The role of the Environment Directorate in the Industrial Development Division (IDD) is to continuously network and grow their understanding of growth opportunities posed by the convergence of industrial and environmental policies.  In addition to policy analysis the Directorate provides decision makers with policy advocacy and project and programme proposals. Whilst overseeing the National Cleaner Production Centre (NCPC) as the dti’s long term environmental implementation programme, the Environmental Directorate interacts with manufacturing sectors and Advanced Manufacturing in particular, to encourage energy and resource efficiency solutions, and facilitates focused capacity development in green technologies. The Environment Directorate furthermore promotes green jobs through interaction with entities responsible for skills development, expert services, technical infrastructure and financial incentives, all of which play a role in promoting green jobs. An important role of the Environment Directorate will be to participate in a suitable programme for monitoring, recording and reporting on green jobs.

 

Growing the number of Green Jobs

 

No formalised statistical baseline exists in South Africa on the number of green jobs. The current number of green jobs in SA, as recorded by a 2009 Environmental Goods and Services (EGS) Forum survey, is 229811, of which 20% or 45962 may be in manufacturing sectors. In accordance with international benchmarks the number of green jobs has the potential to grow at 10%-12% p.a. and eventually contribute 1% to GDP, provided appropriate incentives are in place.  In 2007/2008, the global market value of the ‘Low Carbon Green Sector’ was £3046 billion (or $5 trillion) and made up between 7 and 8% of global GDP.

Records taken from a collection:
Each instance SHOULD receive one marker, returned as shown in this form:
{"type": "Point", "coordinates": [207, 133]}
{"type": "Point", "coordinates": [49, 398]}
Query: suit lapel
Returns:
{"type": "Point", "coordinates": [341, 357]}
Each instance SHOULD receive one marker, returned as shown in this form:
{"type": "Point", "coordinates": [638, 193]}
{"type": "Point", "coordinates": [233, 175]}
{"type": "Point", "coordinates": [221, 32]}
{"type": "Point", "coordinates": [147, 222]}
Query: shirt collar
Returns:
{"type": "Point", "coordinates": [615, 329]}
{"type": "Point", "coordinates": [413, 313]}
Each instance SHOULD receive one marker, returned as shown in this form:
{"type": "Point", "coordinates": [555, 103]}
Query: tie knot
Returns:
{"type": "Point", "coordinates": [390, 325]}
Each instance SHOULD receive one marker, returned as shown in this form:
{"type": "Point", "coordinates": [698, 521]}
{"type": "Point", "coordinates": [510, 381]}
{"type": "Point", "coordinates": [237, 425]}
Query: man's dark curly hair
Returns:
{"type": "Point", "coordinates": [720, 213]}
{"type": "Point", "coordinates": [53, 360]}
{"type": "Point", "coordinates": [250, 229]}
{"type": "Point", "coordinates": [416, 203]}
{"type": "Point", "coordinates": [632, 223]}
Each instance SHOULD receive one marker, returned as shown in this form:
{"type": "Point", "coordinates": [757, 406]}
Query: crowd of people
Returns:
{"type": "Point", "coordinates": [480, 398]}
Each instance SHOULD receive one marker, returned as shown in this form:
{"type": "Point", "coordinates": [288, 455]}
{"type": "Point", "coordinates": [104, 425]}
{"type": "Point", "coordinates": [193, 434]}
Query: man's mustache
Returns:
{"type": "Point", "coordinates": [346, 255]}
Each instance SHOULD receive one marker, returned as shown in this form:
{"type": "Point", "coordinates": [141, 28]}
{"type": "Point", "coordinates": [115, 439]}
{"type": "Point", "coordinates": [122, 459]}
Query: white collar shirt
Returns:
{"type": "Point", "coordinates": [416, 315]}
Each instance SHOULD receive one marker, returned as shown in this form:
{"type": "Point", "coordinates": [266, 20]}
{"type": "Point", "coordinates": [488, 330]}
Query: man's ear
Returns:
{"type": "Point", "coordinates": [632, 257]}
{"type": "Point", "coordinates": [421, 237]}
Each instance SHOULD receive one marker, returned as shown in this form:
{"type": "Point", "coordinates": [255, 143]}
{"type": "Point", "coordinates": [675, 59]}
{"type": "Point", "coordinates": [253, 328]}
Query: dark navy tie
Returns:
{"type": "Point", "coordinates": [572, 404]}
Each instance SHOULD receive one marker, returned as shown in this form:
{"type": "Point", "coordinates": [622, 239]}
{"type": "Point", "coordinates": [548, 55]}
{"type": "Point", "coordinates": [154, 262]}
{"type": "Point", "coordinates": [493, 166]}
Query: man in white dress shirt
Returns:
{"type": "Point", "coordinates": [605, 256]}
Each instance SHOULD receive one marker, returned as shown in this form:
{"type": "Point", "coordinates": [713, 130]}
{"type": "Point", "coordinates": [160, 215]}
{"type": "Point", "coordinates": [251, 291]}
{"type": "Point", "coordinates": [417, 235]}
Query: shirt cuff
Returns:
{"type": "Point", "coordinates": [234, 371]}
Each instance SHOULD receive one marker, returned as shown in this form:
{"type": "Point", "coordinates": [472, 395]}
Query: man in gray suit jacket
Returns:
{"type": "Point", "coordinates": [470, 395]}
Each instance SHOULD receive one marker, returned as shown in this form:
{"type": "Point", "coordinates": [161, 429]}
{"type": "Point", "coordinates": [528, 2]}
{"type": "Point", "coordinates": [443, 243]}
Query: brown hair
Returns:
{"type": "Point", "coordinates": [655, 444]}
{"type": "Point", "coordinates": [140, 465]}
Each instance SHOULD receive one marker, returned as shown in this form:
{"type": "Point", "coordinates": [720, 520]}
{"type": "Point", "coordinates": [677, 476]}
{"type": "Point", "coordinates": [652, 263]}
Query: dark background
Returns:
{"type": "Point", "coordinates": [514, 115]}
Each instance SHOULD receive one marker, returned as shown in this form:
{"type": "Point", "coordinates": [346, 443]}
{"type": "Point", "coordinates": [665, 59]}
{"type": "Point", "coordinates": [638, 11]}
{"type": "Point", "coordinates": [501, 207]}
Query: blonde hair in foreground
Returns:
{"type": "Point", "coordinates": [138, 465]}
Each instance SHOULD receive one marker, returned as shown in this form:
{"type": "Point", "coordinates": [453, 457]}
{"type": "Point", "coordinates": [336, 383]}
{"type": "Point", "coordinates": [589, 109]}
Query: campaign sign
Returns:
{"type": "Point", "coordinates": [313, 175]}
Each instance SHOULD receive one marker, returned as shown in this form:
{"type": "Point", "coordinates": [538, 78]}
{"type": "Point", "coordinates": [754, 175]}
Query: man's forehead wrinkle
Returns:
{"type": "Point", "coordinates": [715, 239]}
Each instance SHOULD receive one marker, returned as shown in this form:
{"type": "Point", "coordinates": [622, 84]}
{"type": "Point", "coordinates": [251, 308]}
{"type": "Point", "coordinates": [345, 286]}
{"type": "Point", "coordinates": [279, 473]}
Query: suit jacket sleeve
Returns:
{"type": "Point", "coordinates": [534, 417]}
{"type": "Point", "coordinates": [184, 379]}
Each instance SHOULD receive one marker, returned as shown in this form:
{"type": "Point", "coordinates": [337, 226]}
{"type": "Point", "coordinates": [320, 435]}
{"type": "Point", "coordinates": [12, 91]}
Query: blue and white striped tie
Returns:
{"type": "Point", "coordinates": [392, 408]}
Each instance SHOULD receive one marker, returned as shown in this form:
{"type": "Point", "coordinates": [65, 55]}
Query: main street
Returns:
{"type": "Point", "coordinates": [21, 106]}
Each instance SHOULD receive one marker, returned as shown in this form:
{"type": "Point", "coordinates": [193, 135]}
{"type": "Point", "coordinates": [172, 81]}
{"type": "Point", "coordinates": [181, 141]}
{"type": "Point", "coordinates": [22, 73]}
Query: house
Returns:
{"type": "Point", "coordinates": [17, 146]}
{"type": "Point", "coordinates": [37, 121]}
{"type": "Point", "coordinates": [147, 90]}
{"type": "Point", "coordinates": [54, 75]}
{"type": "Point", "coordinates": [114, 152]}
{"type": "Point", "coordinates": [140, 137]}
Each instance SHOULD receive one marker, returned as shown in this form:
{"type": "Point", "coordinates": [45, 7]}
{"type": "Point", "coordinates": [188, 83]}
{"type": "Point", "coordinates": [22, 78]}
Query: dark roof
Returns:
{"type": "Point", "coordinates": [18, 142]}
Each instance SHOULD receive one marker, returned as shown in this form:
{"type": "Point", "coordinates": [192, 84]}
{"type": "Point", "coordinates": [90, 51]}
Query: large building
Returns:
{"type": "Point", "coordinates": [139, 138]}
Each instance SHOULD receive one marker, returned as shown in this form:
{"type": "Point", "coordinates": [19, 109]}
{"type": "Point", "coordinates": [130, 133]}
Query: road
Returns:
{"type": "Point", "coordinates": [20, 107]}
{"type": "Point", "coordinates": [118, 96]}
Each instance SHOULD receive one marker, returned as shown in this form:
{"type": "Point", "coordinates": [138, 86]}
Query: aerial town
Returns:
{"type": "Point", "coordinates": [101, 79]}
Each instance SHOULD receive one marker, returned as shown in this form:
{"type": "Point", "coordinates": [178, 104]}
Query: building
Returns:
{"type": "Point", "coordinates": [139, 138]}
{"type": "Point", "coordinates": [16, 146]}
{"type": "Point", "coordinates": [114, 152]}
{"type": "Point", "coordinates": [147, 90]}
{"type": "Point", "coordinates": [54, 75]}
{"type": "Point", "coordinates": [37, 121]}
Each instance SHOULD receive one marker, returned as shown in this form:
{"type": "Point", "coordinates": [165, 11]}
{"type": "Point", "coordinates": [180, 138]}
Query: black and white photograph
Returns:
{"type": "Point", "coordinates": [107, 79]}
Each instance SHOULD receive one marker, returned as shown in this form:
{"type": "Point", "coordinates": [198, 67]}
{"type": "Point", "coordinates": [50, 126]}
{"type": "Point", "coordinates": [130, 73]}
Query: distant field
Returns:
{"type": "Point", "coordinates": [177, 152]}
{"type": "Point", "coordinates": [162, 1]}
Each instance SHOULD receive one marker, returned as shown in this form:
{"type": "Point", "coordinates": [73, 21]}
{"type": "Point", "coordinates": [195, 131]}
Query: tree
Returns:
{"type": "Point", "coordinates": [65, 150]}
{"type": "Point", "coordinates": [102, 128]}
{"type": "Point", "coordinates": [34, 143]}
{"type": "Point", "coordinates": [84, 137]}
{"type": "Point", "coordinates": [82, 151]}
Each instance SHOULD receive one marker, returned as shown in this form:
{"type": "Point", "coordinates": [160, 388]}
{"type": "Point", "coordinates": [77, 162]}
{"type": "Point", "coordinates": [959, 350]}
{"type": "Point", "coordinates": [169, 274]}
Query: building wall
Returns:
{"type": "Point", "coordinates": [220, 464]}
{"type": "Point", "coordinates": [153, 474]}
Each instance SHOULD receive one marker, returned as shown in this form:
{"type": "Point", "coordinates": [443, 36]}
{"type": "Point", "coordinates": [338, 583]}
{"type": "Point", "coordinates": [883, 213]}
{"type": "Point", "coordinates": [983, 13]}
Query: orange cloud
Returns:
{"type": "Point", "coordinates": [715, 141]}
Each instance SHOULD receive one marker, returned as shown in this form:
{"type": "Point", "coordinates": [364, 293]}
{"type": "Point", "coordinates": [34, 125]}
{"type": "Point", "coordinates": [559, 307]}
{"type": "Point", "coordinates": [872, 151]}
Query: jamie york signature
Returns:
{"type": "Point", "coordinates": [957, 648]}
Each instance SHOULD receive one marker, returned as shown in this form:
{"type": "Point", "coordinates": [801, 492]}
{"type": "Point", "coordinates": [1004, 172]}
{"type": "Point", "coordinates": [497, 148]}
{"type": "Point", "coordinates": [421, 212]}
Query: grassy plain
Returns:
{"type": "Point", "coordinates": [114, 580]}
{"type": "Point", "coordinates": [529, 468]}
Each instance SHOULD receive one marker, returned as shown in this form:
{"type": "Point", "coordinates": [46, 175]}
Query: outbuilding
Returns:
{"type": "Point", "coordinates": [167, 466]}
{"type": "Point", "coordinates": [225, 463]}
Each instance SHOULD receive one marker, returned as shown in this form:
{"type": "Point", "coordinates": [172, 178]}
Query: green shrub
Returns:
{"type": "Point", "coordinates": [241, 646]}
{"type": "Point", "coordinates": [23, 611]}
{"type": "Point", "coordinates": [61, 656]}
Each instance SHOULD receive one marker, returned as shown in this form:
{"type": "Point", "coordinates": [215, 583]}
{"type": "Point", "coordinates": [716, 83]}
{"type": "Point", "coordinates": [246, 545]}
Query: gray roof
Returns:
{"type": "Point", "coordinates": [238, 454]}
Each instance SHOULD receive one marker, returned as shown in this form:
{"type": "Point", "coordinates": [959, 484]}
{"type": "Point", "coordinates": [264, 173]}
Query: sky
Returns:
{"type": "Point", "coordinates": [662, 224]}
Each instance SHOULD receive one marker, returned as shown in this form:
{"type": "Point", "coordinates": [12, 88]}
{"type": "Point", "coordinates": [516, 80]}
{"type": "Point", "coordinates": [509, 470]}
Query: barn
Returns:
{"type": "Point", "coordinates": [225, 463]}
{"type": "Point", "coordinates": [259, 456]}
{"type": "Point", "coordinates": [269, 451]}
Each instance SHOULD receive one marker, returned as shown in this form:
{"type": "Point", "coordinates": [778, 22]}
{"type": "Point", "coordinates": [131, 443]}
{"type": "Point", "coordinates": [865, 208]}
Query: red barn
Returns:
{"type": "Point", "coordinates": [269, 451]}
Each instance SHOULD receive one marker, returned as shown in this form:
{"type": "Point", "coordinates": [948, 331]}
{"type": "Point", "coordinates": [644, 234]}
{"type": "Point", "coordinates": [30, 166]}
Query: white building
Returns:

GIVEN INSTRUCTION » Continue the passage about the Environment Directorate and green jobs in South Africa from its last sentence.

RESPONSE »
 

RELATED PROJECTS AND SUCCESS STORIES

 

Involvement in Similar Projects

 

The dti is currently more involved in the field of energy efficiency.

The dti is in the process of negotiating possible incentives to encourage renewable energy generation, in particular in the fields of waste-to-energy projects and the manufacturing of solar water heaters.  A project to manufacture electric vehicles is being considered.  The Technical Infrastructure section is reviewing the National Building Regulations to ensure energy efficient building design an administration.

 

Success Stories

 

The dti provided incentives for co-funding the Marain Hill Waste-to-energy project.

The dti has recently increased the capacity and mandate of the National Cleaner Production Centre (NCPC) in order to advise industry on energy, water and materials efficiency including waste minimisation and recycling.

 

Other related endeavours in South Africa in the renewable energy sector.

 

Refer to incentives above.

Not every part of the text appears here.